WRITTEN EXERCISE
Please reproduce the entries from the line that has "segment: dark rock formation" through the line that has "110], [182, 110]]", keeping every line and adding -31 to each vertex coordinate in the outlines. Change nothing else.

RECORD SET

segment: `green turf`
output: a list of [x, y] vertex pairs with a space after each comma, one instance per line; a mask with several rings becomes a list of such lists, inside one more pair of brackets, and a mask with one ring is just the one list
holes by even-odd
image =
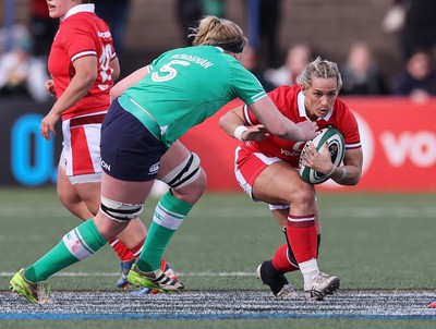
[[[434, 194], [320, 194], [323, 271], [341, 277], [342, 289], [433, 289], [436, 204]], [[156, 204], [149, 199], [143, 219], [148, 226]], [[35, 261], [78, 224], [55, 188], [0, 188], [1, 271], [14, 272]], [[194, 207], [165, 255], [179, 272], [250, 272], [271, 257], [282, 233], [264, 204], [244, 194], [207, 194]], [[117, 272], [110, 247], [65, 271]], [[301, 289], [300, 273], [288, 276]], [[0, 276], [0, 289], [9, 279]], [[52, 290], [114, 289], [117, 277], [50, 278]], [[187, 289], [265, 289], [253, 277], [182, 278]], [[27, 326], [23, 324], [27, 322]], [[13, 324], [13, 325], [11, 325]], [[131, 320], [129, 328], [427, 328], [427, 321], [378, 320]], [[378, 327], [377, 324], [384, 324]], [[21, 327], [23, 325], [23, 327]], [[38, 326], [41, 327], [38, 327]], [[293, 327], [295, 325], [295, 327]], [[0, 321], [0, 328], [75, 328], [74, 321]], [[81, 328], [109, 328], [113, 321], [81, 321]], [[275, 326], [275, 325], [274, 325]], [[330, 327], [331, 326], [331, 327]]]

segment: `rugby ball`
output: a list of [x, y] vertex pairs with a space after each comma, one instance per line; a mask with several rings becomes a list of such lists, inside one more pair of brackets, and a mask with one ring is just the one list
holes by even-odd
[[299, 171], [303, 181], [311, 184], [320, 184], [329, 179], [324, 173], [317, 172], [301, 163], [302, 156], [306, 153], [307, 146], [311, 143], [313, 143], [316, 149], [319, 150], [326, 142], [330, 151], [331, 162], [337, 167], [342, 162], [343, 156], [346, 155], [346, 142], [343, 141], [341, 132], [332, 126], [322, 129], [314, 139], [305, 143], [304, 148], [300, 154]]

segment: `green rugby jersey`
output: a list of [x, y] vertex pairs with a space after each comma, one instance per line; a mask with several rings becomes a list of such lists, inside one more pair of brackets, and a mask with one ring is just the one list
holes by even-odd
[[230, 100], [241, 98], [251, 105], [266, 96], [250, 71], [214, 46], [170, 50], [148, 70], [119, 101], [168, 147]]

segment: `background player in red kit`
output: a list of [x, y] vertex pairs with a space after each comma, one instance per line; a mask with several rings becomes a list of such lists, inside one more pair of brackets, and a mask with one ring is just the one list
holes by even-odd
[[[46, 83], [46, 89], [58, 99], [43, 119], [40, 133], [49, 141], [62, 118], [58, 195], [72, 214], [87, 220], [100, 205], [100, 127], [120, 65], [109, 27], [95, 14], [90, 1], [48, 0], [47, 4], [50, 17], [60, 19], [48, 59], [52, 78]], [[136, 218], [119, 235], [125, 244], [118, 239], [110, 241], [125, 272], [117, 283], [120, 288], [129, 284], [126, 273], [146, 234]]]
[[[327, 145], [317, 151], [312, 144], [303, 164], [341, 185], [355, 185], [362, 172], [362, 147], [353, 113], [339, 100], [342, 78], [336, 63], [317, 58], [298, 78], [299, 85], [280, 86], [269, 93], [281, 113], [298, 123], [316, 121], [319, 129], [332, 125], [346, 141], [343, 164], [332, 164]], [[227, 112], [220, 126], [242, 143], [235, 151], [235, 174], [253, 200], [268, 203], [286, 232], [271, 260], [257, 268], [257, 277], [279, 297], [293, 297], [286, 272], [300, 269], [307, 300], [320, 301], [339, 289], [339, 278], [318, 269], [319, 216], [313, 184], [299, 174], [299, 158], [304, 143], [288, 142], [269, 134], [246, 106]], [[233, 132], [239, 132], [238, 134]]]

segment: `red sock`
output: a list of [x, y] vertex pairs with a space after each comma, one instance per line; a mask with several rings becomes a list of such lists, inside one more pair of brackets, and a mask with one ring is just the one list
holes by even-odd
[[133, 253], [117, 237], [111, 239], [109, 244], [117, 253], [118, 258], [120, 258], [121, 261], [129, 261], [133, 259]]
[[138, 244], [136, 244], [133, 248], [131, 248], [131, 252], [133, 254], [133, 257], [137, 258], [141, 255], [141, 252], [143, 251], [145, 237], [141, 240]]
[[292, 272], [299, 269], [289, 260], [287, 243], [279, 246], [276, 254], [272, 256], [272, 266], [282, 272]]
[[299, 264], [316, 258], [318, 242], [314, 214], [307, 216], [289, 215], [287, 236]]

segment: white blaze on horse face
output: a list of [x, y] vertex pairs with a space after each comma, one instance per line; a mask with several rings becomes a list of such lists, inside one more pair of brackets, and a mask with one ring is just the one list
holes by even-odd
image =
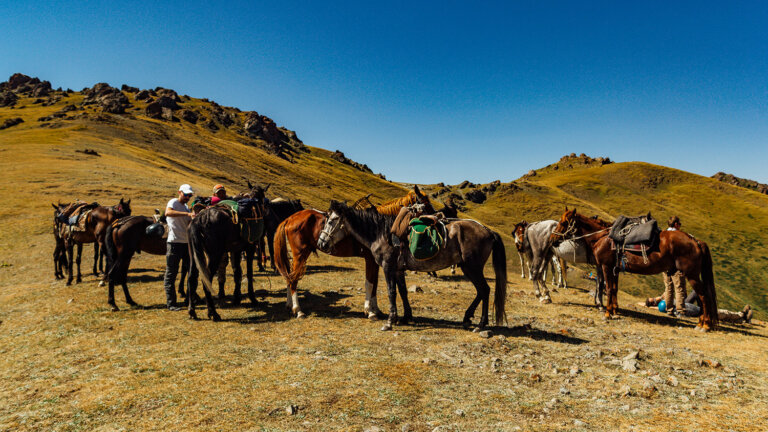
[[320, 232], [317, 247], [321, 250], [329, 250], [336, 245], [346, 234], [342, 228], [341, 217], [336, 212], [331, 213], [325, 220], [325, 226]]

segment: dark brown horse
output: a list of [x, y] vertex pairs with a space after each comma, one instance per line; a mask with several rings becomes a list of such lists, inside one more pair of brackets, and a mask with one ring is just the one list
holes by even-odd
[[[240, 303], [242, 280], [240, 259], [242, 252], [245, 252], [248, 298], [251, 300], [251, 305], [256, 306], [256, 296], [253, 292], [253, 254], [256, 242], [263, 234], [263, 218], [268, 211], [264, 189], [254, 188], [249, 199], [240, 200], [238, 203], [237, 212], [219, 204], [205, 208], [195, 215], [188, 228], [190, 259], [200, 271], [208, 317], [213, 321], [220, 321], [221, 317], [213, 304], [211, 278], [219, 269], [219, 264], [226, 253], [229, 253], [235, 279], [234, 303]], [[260, 224], [251, 225], [251, 222], [260, 222]], [[259, 229], [261, 232], [248, 234], [248, 230], [251, 229]], [[195, 288], [195, 284], [190, 284], [187, 292], [189, 316], [193, 319], [197, 319], [194, 306]], [[219, 301], [223, 300], [219, 298]]]
[[[353, 207], [364, 208], [367, 203], [370, 207], [367, 211], [395, 216], [404, 206], [411, 204], [428, 205], [428, 212], [434, 213], [429, 197], [424, 195], [418, 186], [414, 186], [412, 191], [400, 198], [387, 201], [378, 206], [373, 205], [368, 198], [370, 194], [357, 200]], [[365, 306], [364, 311], [369, 319], [376, 319], [383, 314], [379, 310], [376, 301], [376, 288], [379, 281], [379, 266], [373, 259], [370, 251], [363, 247], [352, 237], [336, 238], [333, 240], [334, 247], [329, 249], [318, 248], [320, 233], [326, 221], [326, 214], [317, 210], [302, 210], [291, 215], [283, 221], [277, 229], [274, 239], [275, 264], [280, 274], [285, 278], [287, 284], [287, 307], [298, 318], [304, 316], [299, 306], [298, 293], [296, 291], [299, 280], [304, 276], [307, 267], [307, 260], [312, 253], [319, 249], [331, 256], [337, 257], [361, 257], [365, 260]], [[342, 233], [343, 235], [343, 233]], [[329, 240], [329, 239], [326, 239]], [[288, 249], [290, 244], [293, 255], [293, 268], [288, 259]], [[328, 242], [326, 242], [328, 243]]]
[[[118, 311], [115, 304], [115, 285], [120, 284], [125, 294], [125, 302], [138, 306], [128, 292], [127, 278], [131, 259], [136, 253], [146, 252], [151, 255], [165, 255], [167, 246], [162, 234], [149, 234], [147, 227], [154, 223], [147, 216], [126, 216], [107, 227], [104, 236], [104, 251], [107, 255], [106, 278], [109, 280], [108, 304], [113, 311]], [[167, 228], [166, 228], [167, 229]], [[179, 280], [179, 294], [184, 297], [184, 280], [187, 272], [182, 268]]]
[[[587, 243], [605, 278], [608, 294], [606, 318], [613, 317], [618, 309], [619, 275], [614, 271], [617, 255], [612, 249], [613, 240], [608, 237], [610, 228], [611, 225], [605, 221], [582, 216], [576, 209], [566, 208], [550, 237], [554, 244], [574, 238], [583, 238]], [[701, 300], [703, 313], [697, 328], [703, 331], [714, 329], [718, 322], [717, 295], [712, 256], [707, 244], [682, 231], [662, 231], [658, 250], [651, 249], [646, 255], [647, 259], [626, 253], [622, 270], [644, 275], [680, 270]]]
[[[451, 220], [445, 224], [445, 243], [437, 255], [427, 260], [416, 259], [407, 247], [394, 246], [390, 240], [393, 217], [353, 209], [344, 203], [331, 201], [328, 221], [323, 236], [334, 238], [339, 231], [345, 231], [368, 249], [376, 263], [384, 270], [389, 297], [389, 319], [382, 330], [390, 330], [396, 323], [407, 323], [412, 319], [405, 287], [405, 270], [435, 271], [457, 264], [464, 276], [472, 282], [477, 295], [464, 313], [463, 325], [471, 325], [472, 316], [482, 302], [478, 328], [488, 325], [490, 287], [483, 275], [488, 258], [493, 255], [493, 269], [496, 276], [494, 308], [496, 324], [501, 325], [505, 317], [507, 293], [507, 262], [504, 243], [498, 233], [477, 221], [468, 219]], [[397, 317], [397, 293], [403, 300], [403, 318]]]
[[56, 279], [64, 279], [64, 271], [67, 268], [67, 247], [62, 235], [62, 225], [59, 215], [69, 204], [51, 204], [53, 206], [53, 276]]
[[[103, 207], [95, 205], [94, 207], [82, 206], [79, 207], [76, 212], [80, 212], [80, 222], [77, 224], [82, 227], [82, 230], [73, 226], [69, 226], [67, 223], [62, 223], [60, 226], [60, 235], [64, 239], [64, 247], [67, 250], [67, 285], [72, 284], [73, 277], [73, 265], [77, 263], [77, 283], [82, 282], [82, 275], [80, 272], [80, 256], [83, 251], [83, 243], [94, 243], [94, 263], [93, 274], [98, 275], [97, 262], [99, 260], [99, 246], [104, 245], [104, 235], [107, 231], [107, 227], [115, 220], [130, 216], [131, 214], [131, 200], [123, 200], [120, 198], [120, 202], [111, 207]], [[59, 219], [68, 218], [71, 215], [65, 211]], [[62, 217], [63, 216], [63, 217]], [[74, 259], [74, 247], [77, 245], [77, 259]]]

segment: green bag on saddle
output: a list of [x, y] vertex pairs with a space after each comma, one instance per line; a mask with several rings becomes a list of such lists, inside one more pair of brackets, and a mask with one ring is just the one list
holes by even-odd
[[443, 247], [445, 240], [437, 226], [419, 218], [411, 219], [408, 223], [408, 249], [417, 260], [428, 260], [435, 257]]

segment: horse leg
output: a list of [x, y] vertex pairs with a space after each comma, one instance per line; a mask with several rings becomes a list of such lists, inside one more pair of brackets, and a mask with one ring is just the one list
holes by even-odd
[[232, 265], [233, 279], [235, 280], [235, 292], [232, 294], [232, 303], [239, 305], [242, 301], [241, 285], [243, 283], [243, 269], [240, 267], [240, 251], [229, 253], [229, 262]]
[[[254, 247], [252, 245], [245, 247], [245, 277], [248, 279], [248, 299], [251, 301], [251, 307], [256, 307], [256, 294], [253, 292], [253, 252]], [[240, 266], [238, 265], [238, 267]]]
[[112, 279], [109, 280], [109, 290], [107, 292], [107, 304], [112, 306], [112, 312], [117, 312], [120, 310], [120, 308], [118, 308], [117, 304], [115, 303], [115, 281]]
[[93, 242], [93, 275], [99, 275], [99, 241]]
[[397, 269], [392, 268], [394, 264], [385, 263], [384, 279], [387, 281], [387, 297], [389, 297], [389, 318], [387, 323], [381, 327], [382, 331], [392, 330], [392, 326], [397, 322]]
[[72, 242], [72, 240], [66, 243], [66, 248], [67, 248], [67, 285], [72, 285], [72, 279], [74, 279], [74, 277], [72, 276], [74, 269], [72, 267], [74, 266], [74, 263], [75, 263], [75, 256], [74, 256], [75, 245]]
[[403, 301], [403, 316], [398, 321], [398, 324], [405, 325], [413, 321], [413, 311], [411, 311], [411, 303], [408, 301], [408, 289], [405, 286], [404, 271], [397, 274], [397, 290], [400, 292], [400, 300]]
[[83, 257], [83, 244], [82, 243], [78, 243], [77, 244], [77, 259], [76, 259], [77, 260], [76, 261], [76, 264], [77, 264], [77, 278], [75, 279], [75, 283], [80, 283], [80, 282], [83, 281], [83, 275], [82, 275], [82, 273], [80, 273], [80, 261], [82, 260], [82, 257]]
[[[219, 282], [219, 294], [216, 295], [216, 298], [219, 301], [219, 305], [224, 304], [224, 297], [226, 296], [224, 293], [224, 284], [227, 281], [227, 260], [227, 252], [224, 252], [224, 256], [221, 257], [221, 264], [219, 264], [219, 268], [216, 270], [216, 279]], [[232, 268], [234, 268], [234, 266], [232, 266]]]
[[384, 314], [379, 310], [376, 288], [379, 284], [379, 265], [372, 257], [365, 258], [365, 306], [368, 319], [375, 320]]
[[482, 302], [483, 306], [481, 309], [480, 322], [477, 325], [477, 328], [482, 330], [488, 325], [488, 295], [491, 292], [491, 287], [488, 286], [488, 282], [486, 282], [485, 276], [483, 276], [483, 267], [479, 266], [479, 269], [477, 267], [478, 266], [471, 264], [463, 264], [461, 266], [464, 276], [472, 282], [476, 292], [474, 300], [469, 304], [467, 311], [464, 312], [462, 325], [464, 328], [469, 328], [472, 325], [472, 318], [475, 316], [475, 310], [477, 310], [477, 306]]

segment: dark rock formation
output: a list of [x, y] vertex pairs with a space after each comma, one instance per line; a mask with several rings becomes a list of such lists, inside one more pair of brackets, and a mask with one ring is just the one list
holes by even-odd
[[367, 172], [370, 174], [373, 174], [373, 171], [371, 171], [370, 168], [368, 168], [368, 165], [361, 164], [358, 162], [353, 161], [352, 159], [349, 159], [348, 157], [344, 156], [344, 153], [340, 152], [339, 150], [336, 150], [332, 155], [331, 159], [337, 160], [345, 165], [349, 165], [353, 168], [356, 168], [360, 171]]
[[181, 111], [181, 118], [185, 121], [188, 121], [190, 123], [197, 123], [197, 120], [200, 118], [200, 116], [197, 114], [197, 112], [192, 110], [182, 110]]
[[465, 193], [464, 198], [467, 201], [473, 202], [475, 204], [482, 204], [486, 199], [488, 199], [488, 197], [485, 195], [485, 192], [479, 189], [472, 189], [471, 191]]
[[17, 100], [19, 100], [19, 97], [10, 90], [0, 92], [0, 107], [14, 106]]
[[136, 96], [134, 96], [133, 98], [139, 101], [146, 101], [146, 100], [151, 100], [152, 95], [149, 94], [148, 90], [142, 90], [136, 93]]
[[2, 129], [8, 129], [11, 126], [16, 126], [19, 123], [24, 123], [24, 120], [22, 120], [19, 117], [8, 119], [0, 124], [0, 130]]
[[85, 95], [83, 105], [97, 104], [104, 112], [112, 114], [123, 114], [125, 108], [131, 105], [123, 92], [107, 83], [98, 83], [86, 89], [83, 94]]
[[715, 180], [720, 180], [723, 183], [728, 183], [734, 186], [752, 189], [753, 191], [768, 195], [768, 185], [763, 183], [758, 183], [754, 180], [736, 177], [733, 174], [726, 174], [724, 172], [718, 172], [717, 174], [713, 175], [712, 178]]
[[163, 108], [170, 108], [172, 110], [176, 110], [176, 109], [181, 108], [179, 106], [179, 104], [176, 103], [176, 100], [174, 98], [172, 98], [170, 96], [165, 96], [165, 95], [160, 96], [159, 93], [158, 93], [158, 96], [159, 97], [157, 98], [157, 100], [155, 100], [154, 103], [160, 105], [161, 107], [163, 107]]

EXPECTED ANSWER
segment: dark rock formation
output: a list of [x, y] vertex pairs with a space after each comma, one instance per line; a mask with several rings becomes a list of such lists, inside one more pair of brackets, and a mask with one ring is just the one list
holes by even-odd
[[336, 141], [339, 143], [342, 143], [342, 140], [340, 140], [339, 137], [337, 137], [337, 134], [330, 133], [327, 131], [322, 130], [321, 128], [318, 128], [317, 126], [313, 125], [313, 122], [309, 121], [308, 119], [305, 119], [301, 124], [300, 128], [306, 129], [314, 134], [318, 134], [322, 137], [325, 137], [329, 140]]
[[150, 80], [150, 87], [154, 90], [157, 90], [159, 92], [166, 92], [166, 89], [169, 87], [169, 85], [166, 83], [166, 81], [161, 79], [151, 79]]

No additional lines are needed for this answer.